Excerpts from location labeling data:
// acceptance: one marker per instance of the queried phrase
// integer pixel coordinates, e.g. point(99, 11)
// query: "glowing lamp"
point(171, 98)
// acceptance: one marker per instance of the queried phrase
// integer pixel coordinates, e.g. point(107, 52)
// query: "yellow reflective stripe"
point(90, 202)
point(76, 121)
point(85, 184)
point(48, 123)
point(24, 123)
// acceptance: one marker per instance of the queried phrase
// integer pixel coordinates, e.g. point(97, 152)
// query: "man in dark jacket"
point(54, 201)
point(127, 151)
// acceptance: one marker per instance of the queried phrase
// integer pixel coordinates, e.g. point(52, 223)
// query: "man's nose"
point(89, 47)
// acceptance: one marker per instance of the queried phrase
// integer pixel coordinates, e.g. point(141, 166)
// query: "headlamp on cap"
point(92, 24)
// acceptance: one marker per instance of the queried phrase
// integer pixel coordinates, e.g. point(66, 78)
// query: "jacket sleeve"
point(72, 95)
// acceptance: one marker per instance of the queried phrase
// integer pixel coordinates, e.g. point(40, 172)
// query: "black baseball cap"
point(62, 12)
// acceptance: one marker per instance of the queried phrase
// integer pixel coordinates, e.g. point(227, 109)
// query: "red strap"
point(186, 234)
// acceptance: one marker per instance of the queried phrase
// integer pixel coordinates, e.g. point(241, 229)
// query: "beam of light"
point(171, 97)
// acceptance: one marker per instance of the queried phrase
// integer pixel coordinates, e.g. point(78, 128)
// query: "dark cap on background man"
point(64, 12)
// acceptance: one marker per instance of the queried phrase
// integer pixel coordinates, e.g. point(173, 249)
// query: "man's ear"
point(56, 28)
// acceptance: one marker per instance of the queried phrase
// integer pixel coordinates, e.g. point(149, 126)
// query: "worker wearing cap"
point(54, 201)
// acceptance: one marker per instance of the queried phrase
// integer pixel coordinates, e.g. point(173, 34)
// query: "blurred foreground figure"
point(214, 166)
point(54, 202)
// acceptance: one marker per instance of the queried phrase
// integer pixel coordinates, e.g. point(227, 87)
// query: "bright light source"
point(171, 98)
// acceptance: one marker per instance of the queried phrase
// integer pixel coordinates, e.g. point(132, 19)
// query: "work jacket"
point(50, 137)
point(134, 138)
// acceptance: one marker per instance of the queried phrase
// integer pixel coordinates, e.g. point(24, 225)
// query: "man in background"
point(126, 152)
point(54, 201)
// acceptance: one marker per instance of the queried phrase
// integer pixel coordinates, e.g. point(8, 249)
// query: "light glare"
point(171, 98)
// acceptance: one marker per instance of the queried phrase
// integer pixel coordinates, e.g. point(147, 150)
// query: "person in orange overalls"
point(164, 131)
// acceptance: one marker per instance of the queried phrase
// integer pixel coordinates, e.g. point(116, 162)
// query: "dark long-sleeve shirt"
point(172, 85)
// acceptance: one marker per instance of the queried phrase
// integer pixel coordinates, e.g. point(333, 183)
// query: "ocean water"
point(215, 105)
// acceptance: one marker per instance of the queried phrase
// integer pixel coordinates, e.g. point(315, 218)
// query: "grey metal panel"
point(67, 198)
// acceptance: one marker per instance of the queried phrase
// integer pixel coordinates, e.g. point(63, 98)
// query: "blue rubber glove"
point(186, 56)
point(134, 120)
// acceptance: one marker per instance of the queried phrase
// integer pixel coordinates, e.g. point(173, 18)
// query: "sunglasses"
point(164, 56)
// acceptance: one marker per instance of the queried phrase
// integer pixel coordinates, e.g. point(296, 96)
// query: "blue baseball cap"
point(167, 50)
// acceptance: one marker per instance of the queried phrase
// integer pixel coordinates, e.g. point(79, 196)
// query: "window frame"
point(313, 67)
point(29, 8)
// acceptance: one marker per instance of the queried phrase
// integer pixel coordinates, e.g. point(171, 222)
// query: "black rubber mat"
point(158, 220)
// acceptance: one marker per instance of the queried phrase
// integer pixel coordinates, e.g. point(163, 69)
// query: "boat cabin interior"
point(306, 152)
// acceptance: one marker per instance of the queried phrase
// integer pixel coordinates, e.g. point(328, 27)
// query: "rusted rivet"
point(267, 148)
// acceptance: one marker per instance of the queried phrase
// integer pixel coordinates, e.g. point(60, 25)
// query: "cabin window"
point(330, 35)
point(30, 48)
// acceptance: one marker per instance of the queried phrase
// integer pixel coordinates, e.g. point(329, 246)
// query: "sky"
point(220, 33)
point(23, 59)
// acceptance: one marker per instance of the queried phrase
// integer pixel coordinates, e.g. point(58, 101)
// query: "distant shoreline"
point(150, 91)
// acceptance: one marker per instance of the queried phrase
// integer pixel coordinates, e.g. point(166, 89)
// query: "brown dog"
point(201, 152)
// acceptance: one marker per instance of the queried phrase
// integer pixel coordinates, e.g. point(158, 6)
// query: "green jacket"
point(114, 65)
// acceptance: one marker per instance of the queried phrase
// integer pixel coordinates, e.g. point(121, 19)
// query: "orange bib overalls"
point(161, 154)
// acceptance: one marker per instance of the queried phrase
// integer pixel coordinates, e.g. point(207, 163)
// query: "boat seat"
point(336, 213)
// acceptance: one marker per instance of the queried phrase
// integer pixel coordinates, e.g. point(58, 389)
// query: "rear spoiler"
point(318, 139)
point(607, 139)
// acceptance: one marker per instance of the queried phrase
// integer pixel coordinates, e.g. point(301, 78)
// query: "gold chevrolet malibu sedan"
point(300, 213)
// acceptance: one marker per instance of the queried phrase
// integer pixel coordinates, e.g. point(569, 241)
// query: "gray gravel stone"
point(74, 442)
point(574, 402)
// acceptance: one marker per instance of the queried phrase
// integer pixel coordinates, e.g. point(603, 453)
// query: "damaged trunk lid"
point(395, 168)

- [Your instructions]
Echo these lines back verbatim.

- [The response]
// acceptance: one marker per instance of the queried phrase
// integer pixel coordinates, e.g. point(99, 11)
// query: "glowing lamp"
point(171, 98)
// acceptance: one marker per instance of the queried phrase
// integer pixel coordinates, e.g. point(107, 52)
// query: "yellow reflective stripe"
point(90, 202)
point(76, 121)
point(85, 184)
point(48, 123)
point(24, 123)
// acceptance: one marker per instance of the queried phrase
// integer pixel coordinates, e.g. point(97, 152)
// query: "man in dark jacket"
point(54, 201)
point(127, 151)
// acceptance: one marker per instance of the queried phrase
// integer pixel coordinates, e.g. point(52, 223)
// query: "man's nose"
point(89, 47)
// acceptance: one marker per instance of the queried phrase
// integer pixel coordinates, e.g. point(141, 166)
// query: "headlamp on cap"
point(92, 24)
// acceptance: one marker per instance of the queried phrase
// integer pixel coordinates, e.g. point(66, 78)
// query: "jacket sleeve"
point(72, 95)
// acceptance: one marker per instance of the queried phrase
// integer pixel coordinates, e.g. point(40, 172)
// query: "black baseball cap"
point(62, 12)
// acceptance: one marker per instance of the queried phrase
// integer pixel coordinates, e.g. point(227, 109)
// query: "red strap"
point(186, 234)
// acceptance: one marker per instance of the queried phrase
// integer pixel coordinates, e.g. point(241, 229)
// query: "beam of light"
point(171, 97)
// acceptance: one marker per instance of the queried phrase
// integer pixel coordinates, e.g. point(78, 128)
// query: "dark cap on background man"
point(64, 12)
// acceptance: one marker per instance of the queried phrase
// integer pixel coordinates, e.g. point(173, 249)
// query: "man's ear"
point(56, 28)
// acceptance: one marker per instance of the queried phrase
// integer pixel coordinates, e.g. point(149, 126)
// query: "worker wearing cap"
point(54, 201)
// acceptance: one marker per instance of the queried phrase
// integer pixel coordinates, e.g. point(173, 34)
// query: "blurred foreground figure"
point(214, 166)
point(54, 202)
// acceptance: one marker per instance of the queried phrase
// integer pixel coordinates, e.g. point(227, 87)
// query: "bright light source"
point(171, 98)
// acceptance: one marker per instance of the queried phrase
// integer pixel coordinates, e.g. point(132, 19)
// query: "work jacket"
point(50, 137)
point(134, 138)
// acceptance: one marker per instance of the queried phrase
// integer pixel coordinates, e.g. point(24, 225)
// query: "man in background"
point(126, 152)
point(54, 201)
// acceptance: one marker per instance of the queried phrase
// integer pixel coordinates, e.g. point(8, 249)
// query: "light glare"
point(171, 98)
// acceptance: one marker per instance of the queried phrase
// integer pixel coordinates, e.g. point(147, 150)
// query: "person in orange overalls"
point(164, 131)
// acceptance: one marker per instance of the queried phrase
// integer pixel coordinates, e.g. point(116, 162)
// query: "dark long-sleeve shirt"
point(172, 85)
// acceptance: one marker per instance of the queried phrase
// integer pixel coordinates, e.g. point(333, 183)
// query: "ocean water"
point(215, 105)
// acceptance: one marker per instance of the queried phrase
// integer pixel coordinates, e.g. point(315, 218)
// query: "grey metal panel"
point(67, 198)
// acceptance: one marker per instance of the queried phrase
// integer pixel coordinates, e.g. point(63, 98)
// query: "blue rubber glove"
point(186, 56)
point(134, 120)
// acceptance: one marker per instance of the queried phrase
// integer pixel coordinates, e.g. point(173, 18)
// query: "sunglasses"
point(164, 56)
// acceptance: one marker per instance of the queried phrase
// integer pixel coordinates, e.g. point(296, 96)
// query: "blue baseball cap"
point(167, 50)
// acceptance: one marker per instance of the queried phrase
// integer pixel coordinates, e.g. point(79, 196)
// query: "window frame"
point(313, 67)
point(29, 8)
// acceptance: one marker per instance of the queried phrase
// integer pixel coordinates, e.g. point(171, 222)
// query: "black rubber mat"
point(158, 220)
// acceptance: one marker per instance of the queried phrase
// integer pixel coordinates, e.g. point(163, 69)
// query: "boat cabin interior"
point(306, 152)
// acceptance: one marker per instance of the queried phrase
// integer pixel coordinates, e.g. point(328, 27)
// query: "rusted rivet"
point(267, 148)
// acceptance: one marker per instance of the queried phrase
// integer pixel coordinates, e.g. point(60, 25)
// query: "cabin window"
point(330, 35)
point(30, 48)
// acceptance: one marker per instance of the queried phrase
// integer pixel coordinates, e.g. point(329, 246)
// query: "sky"
point(220, 33)
point(23, 59)
// acceptance: one marker per instance of the queried phrase
// integer pixel coordinates, e.g. point(58, 101)
// query: "distant shoreline"
point(150, 91)
// acceptance: one marker per instance of the queried phrase
// integer pixel coordinates, e.g. point(166, 89)
// query: "brown dog"
point(201, 152)
// acceptance: one marker per instance of the queried phrase
// integer pixel coordinates, e.g. point(158, 6)
// query: "green jacket"
point(114, 65)
// acceptance: one marker per instance of the queried phrase
// integer pixel coordinates, e.g. point(121, 19)
// query: "orange bib overalls"
point(161, 154)
// acceptance: one marker per instance of the queried phrase
// integer pixel coordinates, e.g. point(207, 163)
// query: "boat seat"
point(336, 213)
// acceptance: one marker per instance of the queried phrase
// integer pixel coordinates, e.g. point(58, 389)
// query: "rear spoiler"
point(318, 139)
point(607, 139)
// acceptance: one marker per instance of the queried phrase
// integer pixel coordinates, e.g. point(301, 78)
// query: "gold chevrolet malibu sedan"
point(300, 213)
// acceptance: one marker per instance of the queried phrase
// integer pixel coordinates, e.g. point(569, 241)
// query: "gray gravel stone"
point(74, 442)
point(574, 402)
// acceptance: one marker per instance of the queried phrase
// integer pixel coordinates, e.g. point(603, 453)
// query: "damaged trunk lid"
point(395, 168)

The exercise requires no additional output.